_PROBLEM REQUIREMENTS_
Count the lines in the data below that contain the word "window". Reply with the number alone.

##### DATA FOR THIS TASK

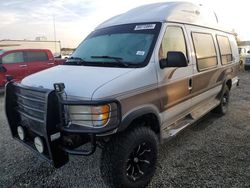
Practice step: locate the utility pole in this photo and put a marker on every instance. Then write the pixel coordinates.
(54, 24)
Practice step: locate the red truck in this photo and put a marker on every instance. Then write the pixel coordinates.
(23, 62)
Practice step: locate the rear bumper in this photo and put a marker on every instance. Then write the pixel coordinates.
(40, 113)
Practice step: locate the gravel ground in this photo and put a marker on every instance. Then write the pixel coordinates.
(212, 153)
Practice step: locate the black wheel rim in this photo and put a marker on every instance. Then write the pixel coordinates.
(140, 162)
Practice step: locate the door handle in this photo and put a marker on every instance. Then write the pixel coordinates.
(22, 65)
(190, 84)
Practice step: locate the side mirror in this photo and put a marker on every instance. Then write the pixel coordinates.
(174, 59)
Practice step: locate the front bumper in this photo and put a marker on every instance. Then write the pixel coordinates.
(40, 112)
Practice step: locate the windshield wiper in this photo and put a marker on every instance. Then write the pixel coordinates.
(75, 60)
(117, 59)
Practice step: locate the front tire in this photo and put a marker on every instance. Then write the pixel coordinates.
(129, 159)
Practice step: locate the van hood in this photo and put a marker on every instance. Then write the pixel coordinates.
(80, 81)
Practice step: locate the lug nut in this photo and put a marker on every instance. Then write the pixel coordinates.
(20, 132)
(39, 144)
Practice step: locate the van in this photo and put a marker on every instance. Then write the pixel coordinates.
(137, 80)
(20, 63)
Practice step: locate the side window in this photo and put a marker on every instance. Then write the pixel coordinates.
(204, 50)
(225, 49)
(173, 40)
(15, 57)
(36, 56)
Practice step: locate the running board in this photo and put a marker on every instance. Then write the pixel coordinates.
(204, 108)
(176, 127)
(198, 112)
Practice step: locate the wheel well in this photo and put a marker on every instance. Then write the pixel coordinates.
(148, 120)
(229, 84)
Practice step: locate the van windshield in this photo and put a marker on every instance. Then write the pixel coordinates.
(1, 52)
(129, 45)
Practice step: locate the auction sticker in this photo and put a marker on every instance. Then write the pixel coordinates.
(141, 53)
(144, 27)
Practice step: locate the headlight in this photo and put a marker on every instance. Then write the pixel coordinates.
(90, 116)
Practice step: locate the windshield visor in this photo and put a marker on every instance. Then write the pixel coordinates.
(131, 43)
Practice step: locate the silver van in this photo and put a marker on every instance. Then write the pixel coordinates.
(138, 79)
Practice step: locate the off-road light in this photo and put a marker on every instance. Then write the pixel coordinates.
(20, 132)
(39, 144)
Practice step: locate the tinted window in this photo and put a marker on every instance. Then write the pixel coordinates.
(15, 57)
(36, 56)
(225, 49)
(205, 51)
(173, 40)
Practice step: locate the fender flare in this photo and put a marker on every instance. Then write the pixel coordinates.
(136, 113)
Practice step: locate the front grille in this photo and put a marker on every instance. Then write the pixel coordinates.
(36, 110)
(31, 104)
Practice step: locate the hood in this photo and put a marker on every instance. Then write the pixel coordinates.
(80, 81)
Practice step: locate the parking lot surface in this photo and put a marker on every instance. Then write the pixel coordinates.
(214, 152)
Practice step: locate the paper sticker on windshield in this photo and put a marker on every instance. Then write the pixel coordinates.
(144, 27)
(141, 53)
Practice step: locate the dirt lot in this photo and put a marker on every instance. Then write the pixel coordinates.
(213, 153)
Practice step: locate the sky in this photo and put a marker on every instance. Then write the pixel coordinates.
(75, 19)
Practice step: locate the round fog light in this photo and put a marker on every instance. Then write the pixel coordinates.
(20, 132)
(39, 144)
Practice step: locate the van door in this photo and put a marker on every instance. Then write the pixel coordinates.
(175, 84)
(207, 79)
(36, 61)
(14, 63)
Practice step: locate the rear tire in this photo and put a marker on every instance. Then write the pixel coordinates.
(222, 108)
(129, 159)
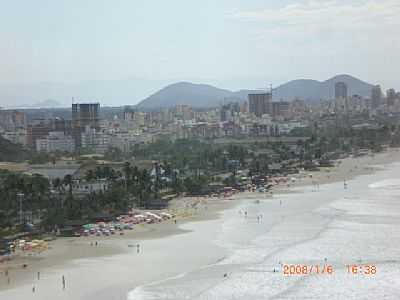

##########

_EXERCISE ANSWER_
2